Free-text object descriptions

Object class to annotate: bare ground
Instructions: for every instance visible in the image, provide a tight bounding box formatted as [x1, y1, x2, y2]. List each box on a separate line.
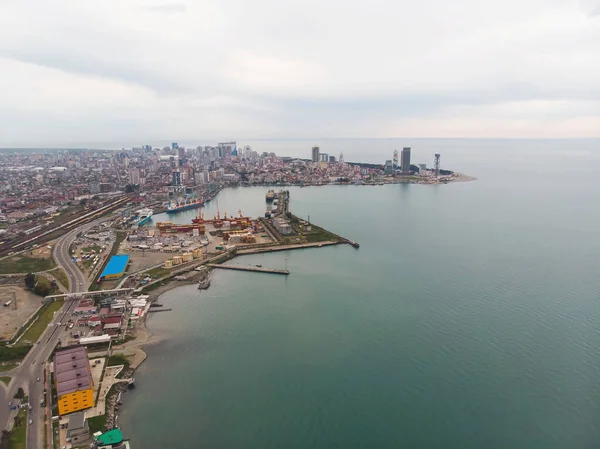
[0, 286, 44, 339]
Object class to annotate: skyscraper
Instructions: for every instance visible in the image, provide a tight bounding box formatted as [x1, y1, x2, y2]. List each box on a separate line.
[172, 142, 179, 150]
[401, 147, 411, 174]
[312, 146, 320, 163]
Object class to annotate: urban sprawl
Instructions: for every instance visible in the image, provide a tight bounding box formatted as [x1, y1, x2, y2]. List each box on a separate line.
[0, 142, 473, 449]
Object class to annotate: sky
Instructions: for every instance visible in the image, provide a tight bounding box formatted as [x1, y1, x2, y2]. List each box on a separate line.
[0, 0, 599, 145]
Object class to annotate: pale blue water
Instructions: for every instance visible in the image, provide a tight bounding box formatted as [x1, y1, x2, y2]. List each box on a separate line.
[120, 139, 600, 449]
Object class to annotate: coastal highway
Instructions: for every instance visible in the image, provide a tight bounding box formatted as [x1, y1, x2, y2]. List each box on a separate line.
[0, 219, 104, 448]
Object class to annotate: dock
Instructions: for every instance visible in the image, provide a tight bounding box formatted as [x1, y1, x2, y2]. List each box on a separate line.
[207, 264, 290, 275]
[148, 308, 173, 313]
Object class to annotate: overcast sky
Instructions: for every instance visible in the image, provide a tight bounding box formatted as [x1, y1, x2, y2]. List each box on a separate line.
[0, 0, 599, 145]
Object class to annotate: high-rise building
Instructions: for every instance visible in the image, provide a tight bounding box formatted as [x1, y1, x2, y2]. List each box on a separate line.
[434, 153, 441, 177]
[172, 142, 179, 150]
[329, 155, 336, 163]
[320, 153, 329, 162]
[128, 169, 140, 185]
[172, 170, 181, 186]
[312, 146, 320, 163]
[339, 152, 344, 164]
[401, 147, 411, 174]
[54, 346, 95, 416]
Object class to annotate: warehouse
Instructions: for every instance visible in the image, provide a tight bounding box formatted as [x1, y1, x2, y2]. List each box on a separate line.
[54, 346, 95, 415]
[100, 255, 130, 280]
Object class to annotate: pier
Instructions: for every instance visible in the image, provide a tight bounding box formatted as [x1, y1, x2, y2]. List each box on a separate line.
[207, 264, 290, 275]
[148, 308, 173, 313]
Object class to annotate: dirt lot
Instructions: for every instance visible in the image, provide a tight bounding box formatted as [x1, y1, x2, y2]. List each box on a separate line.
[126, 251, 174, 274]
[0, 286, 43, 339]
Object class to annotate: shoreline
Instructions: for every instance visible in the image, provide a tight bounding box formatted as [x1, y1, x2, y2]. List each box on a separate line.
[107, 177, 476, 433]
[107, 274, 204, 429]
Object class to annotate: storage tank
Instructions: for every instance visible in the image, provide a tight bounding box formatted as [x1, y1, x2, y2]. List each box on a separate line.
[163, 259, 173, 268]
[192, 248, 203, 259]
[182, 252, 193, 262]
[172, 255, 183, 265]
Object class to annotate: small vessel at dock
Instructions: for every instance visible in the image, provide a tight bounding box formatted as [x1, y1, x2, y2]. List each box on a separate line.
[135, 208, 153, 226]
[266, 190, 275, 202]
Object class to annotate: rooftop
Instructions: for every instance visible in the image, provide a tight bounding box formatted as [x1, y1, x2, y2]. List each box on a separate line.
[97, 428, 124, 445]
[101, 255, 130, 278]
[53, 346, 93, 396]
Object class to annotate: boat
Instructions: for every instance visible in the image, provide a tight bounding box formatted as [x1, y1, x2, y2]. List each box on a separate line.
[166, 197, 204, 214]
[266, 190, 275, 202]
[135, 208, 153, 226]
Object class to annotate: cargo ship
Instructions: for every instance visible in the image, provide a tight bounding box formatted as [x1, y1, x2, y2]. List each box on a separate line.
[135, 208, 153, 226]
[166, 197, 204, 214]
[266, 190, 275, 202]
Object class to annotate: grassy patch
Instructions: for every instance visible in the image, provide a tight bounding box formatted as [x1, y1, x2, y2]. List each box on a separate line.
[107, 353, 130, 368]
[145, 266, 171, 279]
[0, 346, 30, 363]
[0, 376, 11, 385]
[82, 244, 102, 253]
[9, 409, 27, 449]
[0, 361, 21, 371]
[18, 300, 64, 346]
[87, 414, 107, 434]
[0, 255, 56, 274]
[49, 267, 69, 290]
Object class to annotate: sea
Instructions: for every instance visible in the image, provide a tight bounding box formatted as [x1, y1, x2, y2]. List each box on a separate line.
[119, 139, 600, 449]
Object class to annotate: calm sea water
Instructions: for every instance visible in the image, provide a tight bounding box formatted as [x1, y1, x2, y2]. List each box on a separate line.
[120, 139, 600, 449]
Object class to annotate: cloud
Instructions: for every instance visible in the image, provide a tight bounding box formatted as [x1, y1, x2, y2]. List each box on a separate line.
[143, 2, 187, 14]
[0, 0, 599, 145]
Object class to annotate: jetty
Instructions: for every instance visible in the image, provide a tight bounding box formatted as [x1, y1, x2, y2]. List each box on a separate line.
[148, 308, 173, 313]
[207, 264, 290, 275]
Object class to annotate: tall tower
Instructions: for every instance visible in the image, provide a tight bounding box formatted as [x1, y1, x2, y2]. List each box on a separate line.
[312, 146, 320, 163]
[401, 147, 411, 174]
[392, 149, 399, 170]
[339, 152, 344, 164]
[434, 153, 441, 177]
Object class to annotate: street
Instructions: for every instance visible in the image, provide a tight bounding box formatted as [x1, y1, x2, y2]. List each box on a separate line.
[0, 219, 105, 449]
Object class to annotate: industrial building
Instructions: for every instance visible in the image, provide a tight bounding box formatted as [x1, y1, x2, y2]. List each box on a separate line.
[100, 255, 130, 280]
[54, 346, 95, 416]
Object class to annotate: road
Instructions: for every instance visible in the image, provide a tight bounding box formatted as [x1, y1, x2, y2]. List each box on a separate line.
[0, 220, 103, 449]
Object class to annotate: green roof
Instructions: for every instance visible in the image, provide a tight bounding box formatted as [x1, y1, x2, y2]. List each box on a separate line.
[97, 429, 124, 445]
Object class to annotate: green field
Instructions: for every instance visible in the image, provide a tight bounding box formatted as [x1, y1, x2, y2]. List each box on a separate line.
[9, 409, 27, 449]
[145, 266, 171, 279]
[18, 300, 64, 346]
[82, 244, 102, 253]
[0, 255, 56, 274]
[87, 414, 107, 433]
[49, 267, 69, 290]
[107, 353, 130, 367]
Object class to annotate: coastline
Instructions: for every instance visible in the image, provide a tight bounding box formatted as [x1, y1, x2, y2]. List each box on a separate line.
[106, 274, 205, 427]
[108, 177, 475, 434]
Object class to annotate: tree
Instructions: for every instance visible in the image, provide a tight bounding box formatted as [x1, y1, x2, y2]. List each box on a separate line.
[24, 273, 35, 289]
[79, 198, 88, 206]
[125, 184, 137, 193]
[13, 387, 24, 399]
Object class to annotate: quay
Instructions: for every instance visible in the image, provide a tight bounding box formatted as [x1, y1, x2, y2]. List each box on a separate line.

### WHAT YOU SHOULD DO
A faithful reproduction of every entry, with no pictures, is the expected answer.

### ANSWER TO THIS EXERCISE
Object class to annotate: bare ground
Instructions: for every instance visible in the image, provide a tight bounding box formatted as [x1, y1, x2, y2]. List each box on a separate line.
[0, 286, 44, 339]
Object class to annotate: skyscraper
Instructions: for every instance visible in the image, provide a tight bounding box formatted as [x1, y1, x2, y2]. List each box on a separate line.
[172, 142, 179, 150]
[401, 147, 411, 174]
[312, 146, 320, 163]
Object class to annotate: urban sprawl
Instructions: for every instance visible in the image, provide a tight bounding box formatted as [x1, y1, x2, y2]. List each box on a separate line.
[0, 142, 473, 449]
Object class to annotate: sky
Instructions: for every instance visible in the image, provide a tight bounding box formatted as [x1, y1, x2, y2]. List each box on a separate line.
[0, 0, 599, 145]
Object class to annotate: pale blue water
Instructions: for every instance visible in the image, provide a tight bounding box formatted as [x1, y1, x2, y2]. List each box on a separate line.
[120, 139, 600, 449]
Object class to annotate: coastal highway
Instructions: for every instance visible in the image, provide a tight bounding box formatted as [x1, y1, x2, y2]. List each box on a separate line.
[0, 219, 104, 448]
Object class to annotate: dock
Instructions: for every instance visible in the image, provide a tight bounding box formatted as [x1, y1, x2, y2]. List each box on a separate line.
[207, 264, 290, 275]
[148, 308, 173, 313]
Object class to annotate: overcast sky
Instructions: for every instance visible in the image, provide a tight bounding box formatted as [x1, y1, x2, y2]. List each box on a separate line.
[0, 0, 599, 145]
Object class to annotate: high-rise building
Instructions: for every instance visible in the image, provide a tight bounding box formatted as [x1, y1, x2, y2]. List each box on a separate line.
[434, 153, 441, 177]
[172, 142, 179, 150]
[329, 155, 336, 163]
[320, 153, 329, 162]
[128, 169, 140, 185]
[172, 170, 181, 186]
[312, 146, 320, 163]
[339, 152, 344, 164]
[401, 147, 411, 174]
[54, 346, 95, 416]
Object class to annotate: warehouse
Instructions: for every instance visible in the image, provide a tight bounding box formatted as [x1, y1, x2, y2]. List each box on a separate line.
[54, 346, 95, 415]
[100, 255, 130, 280]
Object class to annotate: pier
Instructions: for every instance visible in the image, provide a tight bounding box formatted as [x1, y1, x2, y2]. List each box on a separate line.
[207, 264, 290, 275]
[148, 308, 173, 313]
Object class to annotate: dirt lot
Instructions: for every instance visible in the image, provide a tight bounding box formatted as [x1, y1, x2, y2]. List each box on a separate line.
[126, 251, 174, 274]
[0, 286, 43, 339]
Object class to annotate: shoreline
Instructions: for every instance visible in the image, provide a tight bounding box formatted as [x1, y1, x2, y2]. List each box on a separate line.
[107, 177, 476, 433]
[107, 274, 204, 429]
Object class to annotate: storage tank
Instructions: for every instance visible in the image, provide a tight bounding box formatted as [x1, y1, x2, y2]. List each box on a separate line.
[163, 259, 173, 268]
[192, 248, 203, 259]
[182, 252, 193, 262]
[172, 255, 183, 265]
Object class to annotate: small vessel at dock
Instructions: for every instance visible in the image, provide a tight bounding box formatted as [x1, y1, x2, y2]. List each box on a separate line.
[135, 208, 153, 226]
[266, 190, 275, 202]
Object class to annotate: rooftop
Instructions: for every instance visible in the image, provide a tight bounding box formatted as [x1, y1, x2, y2]. List each box on a separate line.
[97, 428, 124, 445]
[101, 255, 130, 278]
[53, 346, 93, 396]
Object class to annotate: boat
Instructions: for every instance visible in the image, provide a tight bounding box formatted as [x1, y1, x2, y2]. List each box on a separate line.
[166, 197, 204, 214]
[266, 190, 275, 202]
[135, 208, 153, 226]
Object class to annotate: cargo ship
Instructions: for every instance visible in the image, provide a tight bounding box formatted as [x1, y1, x2, y2]. List each box on a separate line.
[135, 208, 153, 226]
[166, 197, 204, 214]
[266, 190, 275, 202]
Object class to annotate: grassy patch
Instructions: for every instance visible in the image, provide a tight bounding box formatted as [x1, y1, x2, y2]. List each box on a separate line.
[107, 353, 130, 368]
[145, 266, 171, 279]
[0, 346, 30, 363]
[0, 376, 11, 385]
[82, 244, 102, 253]
[9, 409, 27, 449]
[0, 361, 21, 371]
[18, 300, 64, 346]
[87, 414, 107, 434]
[0, 255, 56, 274]
[49, 267, 69, 290]
Object class to annotate: sea
Instructions: for every instance visible in the image, provide a tight bounding box formatted as [x1, y1, x2, y2]. List each box on a separate line.
[119, 139, 600, 449]
Object class to annotate: calm sea water
Instructions: for every instance visible in the image, provide a tight bounding box formatted as [x1, y1, x2, y2]. List each box on a separate line.
[120, 139, 600, 449]
Object class to annotate: cloud
Instructions: for every instance visible in the image, provide a tight bounding box formatted as [x1, y1, x2, y2]. List each box on a separate line.
[143, 2, 187, 14]
[0, 0, 599, 145]
Object class to annotate: jetty
Instructions: for every instance visible in the image, provide a tight bounding box formatted as [x1, y1, x2, y2]. List each box on a separate line.
[148, 308, 173, 313]
[207, 264, 290, 275]
Object class to annotate: tall tower
Instructions: for every instance visible in the image, provide a tight bounding box formatted as [x1, y1, x2, y2]. List each box on a separate line.
[312, 146, 320, 163]
[401, 147, 411, 174]
[392, 149, 399, 170]
[339, 152, 344, 164]
[434, 153, 441, 177]
Object class to annotate: street
Instructions: for every instance visible in the image, provide a tight bounding box formatted as [x1, y1, x2, y2]. List each box on a separate line.
[0, 219, 105, 449]
Object class to annotate: industrial building
Instructions: for every instance visible in the image, provide a tight bounding box formatted as [x1, y1, x2, y2]. List each box on a separate line.
[100, 255, 130, 280]
[54, 346, 95, 416]
Object class to annotate: road
Instructions: for every instance visible in the image, provide a tight bounding box formatted as [x1, y1, x2, y2]. List each box on a separate line.
[0, 220, 103, 449]
Object class to annotate: green roof
Instructions: for every instance visible in the image, provide a tight bounding box formatted as [x1, y1, x2, y2]. List each box on a separate line.
[97, 429, 124, 445]
Object class to annotate: green field
Instructions: for every instance visible in the image, provide a tight bounding box formatted as [x1, y1, x2, y2]. List each box on a separate line.
[9, 409, 27, 449]
[145, 266, 171, 279]
[18, 300, 64, 346]
[82, 244, 102, 253]
[0, 255, 56, 274]
[87, 414, 107, 433]
[49, 267, 69, 290]
[107, 353, 130, 367]
Object class to annotate: coastline
Instructions: for every instance visible in the image, provide a tight bounding box formatted as [x1, y1, x2, y2]. List each box on a separate line.
[106, 274, 205, 427]
[108, 177, 475, 434]
Object class to annotate: tree
Instructions: for every instance visible in the image, provide a tight bounding box formatted as [x1, y1, x2, y2]. List each box on a separate line.
[24, 273, 35, 289]
[79, 198, 88, 206]
[125, 184, 137, 193]
[13, 387, 24, 399]
Object class to annotate: quay
Instructions: for every instance visible in the image, provide a tight bounding box formatted as [x1, y1, x2, y2]. List each box on a separate line.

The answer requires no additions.